___ Document passage ___

From the time of keeping record books, the retail industry has a long history of collecting data. With today's digitalization, more and more data becomes available to retailers to derive value from. This includes POS data, customer intelligence, in-store sensor data, as well as various data coming from the supply chain systems, warehouse management systems, fleet, and other retail execution systems.
As data is often seen as a source of insights to make better decisions, the ability to truly leverage this sheer volume of data has become a new competitive advantage in the industry.
For those who see data's fundamental value and learn to extract and use it, there will be huge rewards. But what if traditional tools are no longer enough to process, let alone analyze such a vast amount of data?

Every day we make decisions based on our experience, judgment, and logical strings. However, the human ability to identify the relationships between various data is limited. What if there are thousands of data points coming from multiple sources in real-time? No human mind - as well as no traditional analytical approach - is suited to the task. To manage and extract value from unwieldy, inhomogeneous, and ever-growing volume of data, retailers need far more advanced technologies and tools.

What is machine learning?

___ Data supplied ___

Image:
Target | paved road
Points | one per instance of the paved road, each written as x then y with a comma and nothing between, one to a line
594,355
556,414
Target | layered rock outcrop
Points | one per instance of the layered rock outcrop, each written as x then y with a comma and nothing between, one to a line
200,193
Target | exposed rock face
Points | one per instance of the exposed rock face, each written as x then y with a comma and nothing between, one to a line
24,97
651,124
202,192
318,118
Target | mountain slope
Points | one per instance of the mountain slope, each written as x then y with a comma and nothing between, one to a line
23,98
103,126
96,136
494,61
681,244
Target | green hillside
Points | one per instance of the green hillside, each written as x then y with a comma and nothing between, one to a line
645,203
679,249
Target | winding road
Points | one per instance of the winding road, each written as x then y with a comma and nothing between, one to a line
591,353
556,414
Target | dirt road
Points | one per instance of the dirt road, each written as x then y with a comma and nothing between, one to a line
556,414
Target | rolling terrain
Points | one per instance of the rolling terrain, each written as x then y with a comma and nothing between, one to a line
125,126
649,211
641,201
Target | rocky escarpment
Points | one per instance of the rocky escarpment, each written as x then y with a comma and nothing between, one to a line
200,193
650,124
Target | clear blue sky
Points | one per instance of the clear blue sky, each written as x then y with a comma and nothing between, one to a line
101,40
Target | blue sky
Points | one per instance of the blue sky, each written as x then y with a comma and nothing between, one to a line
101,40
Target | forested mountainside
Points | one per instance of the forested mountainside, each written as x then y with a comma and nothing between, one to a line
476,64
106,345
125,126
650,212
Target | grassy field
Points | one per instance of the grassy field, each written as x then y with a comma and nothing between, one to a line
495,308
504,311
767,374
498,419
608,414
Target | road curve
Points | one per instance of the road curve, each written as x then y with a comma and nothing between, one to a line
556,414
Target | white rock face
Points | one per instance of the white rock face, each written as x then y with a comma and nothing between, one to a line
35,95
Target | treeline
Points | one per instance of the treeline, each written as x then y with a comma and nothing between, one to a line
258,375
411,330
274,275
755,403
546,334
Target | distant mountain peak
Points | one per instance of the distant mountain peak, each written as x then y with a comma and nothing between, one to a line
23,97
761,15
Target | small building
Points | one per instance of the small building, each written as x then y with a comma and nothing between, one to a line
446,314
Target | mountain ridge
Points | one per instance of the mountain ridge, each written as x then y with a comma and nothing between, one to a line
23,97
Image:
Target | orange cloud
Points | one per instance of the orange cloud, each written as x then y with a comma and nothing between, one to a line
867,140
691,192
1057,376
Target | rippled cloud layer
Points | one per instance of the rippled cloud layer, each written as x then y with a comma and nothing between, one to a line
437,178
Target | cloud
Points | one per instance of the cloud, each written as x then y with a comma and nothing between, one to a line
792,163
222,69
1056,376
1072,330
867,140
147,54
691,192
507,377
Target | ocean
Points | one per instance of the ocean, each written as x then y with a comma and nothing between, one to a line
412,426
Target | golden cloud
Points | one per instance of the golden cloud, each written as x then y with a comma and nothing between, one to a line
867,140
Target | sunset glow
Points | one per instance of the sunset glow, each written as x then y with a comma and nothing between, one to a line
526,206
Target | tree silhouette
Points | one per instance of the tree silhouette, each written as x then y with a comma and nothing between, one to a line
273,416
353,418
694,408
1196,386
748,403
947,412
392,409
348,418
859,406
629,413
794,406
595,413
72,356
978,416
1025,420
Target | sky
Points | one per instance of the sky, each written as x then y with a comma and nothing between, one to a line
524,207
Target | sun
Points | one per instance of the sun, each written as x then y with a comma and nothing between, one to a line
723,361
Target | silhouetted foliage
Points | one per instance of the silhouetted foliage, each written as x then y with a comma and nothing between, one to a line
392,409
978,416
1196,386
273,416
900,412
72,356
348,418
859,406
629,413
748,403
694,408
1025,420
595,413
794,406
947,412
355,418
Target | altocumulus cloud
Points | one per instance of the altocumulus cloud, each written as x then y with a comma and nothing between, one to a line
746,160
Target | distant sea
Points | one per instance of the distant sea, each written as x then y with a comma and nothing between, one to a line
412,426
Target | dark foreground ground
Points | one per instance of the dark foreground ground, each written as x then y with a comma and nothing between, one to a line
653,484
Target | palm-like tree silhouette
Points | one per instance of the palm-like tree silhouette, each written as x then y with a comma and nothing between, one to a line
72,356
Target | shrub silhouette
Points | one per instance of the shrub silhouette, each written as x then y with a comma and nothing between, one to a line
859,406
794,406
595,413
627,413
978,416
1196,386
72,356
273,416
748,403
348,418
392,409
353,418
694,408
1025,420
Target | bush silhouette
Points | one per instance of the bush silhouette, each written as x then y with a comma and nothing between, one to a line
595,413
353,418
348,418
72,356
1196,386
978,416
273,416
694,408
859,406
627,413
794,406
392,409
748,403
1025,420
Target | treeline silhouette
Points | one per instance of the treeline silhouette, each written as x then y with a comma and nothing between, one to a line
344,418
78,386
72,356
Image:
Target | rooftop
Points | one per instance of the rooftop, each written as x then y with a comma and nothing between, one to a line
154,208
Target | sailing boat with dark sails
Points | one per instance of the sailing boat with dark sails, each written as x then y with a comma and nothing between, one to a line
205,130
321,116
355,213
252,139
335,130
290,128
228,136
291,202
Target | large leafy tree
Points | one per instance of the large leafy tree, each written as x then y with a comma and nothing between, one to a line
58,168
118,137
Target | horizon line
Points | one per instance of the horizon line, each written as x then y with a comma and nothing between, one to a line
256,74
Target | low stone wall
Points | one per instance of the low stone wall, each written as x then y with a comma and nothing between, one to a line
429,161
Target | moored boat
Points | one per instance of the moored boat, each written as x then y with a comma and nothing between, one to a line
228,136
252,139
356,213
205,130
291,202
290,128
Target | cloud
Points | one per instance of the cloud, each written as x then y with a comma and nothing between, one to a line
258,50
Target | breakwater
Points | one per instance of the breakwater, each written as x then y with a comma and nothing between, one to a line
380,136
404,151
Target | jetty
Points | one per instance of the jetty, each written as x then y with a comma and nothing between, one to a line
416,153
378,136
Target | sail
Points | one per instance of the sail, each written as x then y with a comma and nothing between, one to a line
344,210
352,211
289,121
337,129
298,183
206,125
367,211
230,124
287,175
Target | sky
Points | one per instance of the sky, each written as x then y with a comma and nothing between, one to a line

___

-- Set exercise --
Please write out, word for word, the part of the retail data text between "From the time" and "amount of data?", inclusive.

-- Answer in full --
From the time of keeping record books, the retail industry has a long history of collecting data. With today's digitalization, more and more data becomes available to retailers to derive value from. This includes POS data, customer intelligence, in-store sensor data, as well as various data coming from the supply chain systems, warehouse management systems, fleet, and other retail execution systems.
As data is often seen as a source of insights to make better decisions, the ability to truly leverage this sheer volume of data has become a new competitive advantage in the industry.
For those who see data's fundamental value and learn to extract and use it, there will be huge rewards. But what if traditional tools are no longer enough to process, let alone analyze such a vast amount of data?